Copy out the listing with "thickest part" changed to "widest part", leaving everything else untouched.

DATA EXCERPTS:
◆ ◆ ◆ ◆ ◆ ◆ ◆
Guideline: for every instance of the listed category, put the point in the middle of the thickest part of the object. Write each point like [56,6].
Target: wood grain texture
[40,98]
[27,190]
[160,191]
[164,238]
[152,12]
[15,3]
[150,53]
◆ ◆ ◆ ◆ ◆ ◆ ◆
EXERCISE OUTPUT:
Guideline: for every instance of the listed category, put the point in the middle of the widest part of the object. Write each point like [56,6].
Target: wood grain texture
[40,98]
[27,190]
[160,191]
[164,238]
[152,12]
[15,3]
[150,53]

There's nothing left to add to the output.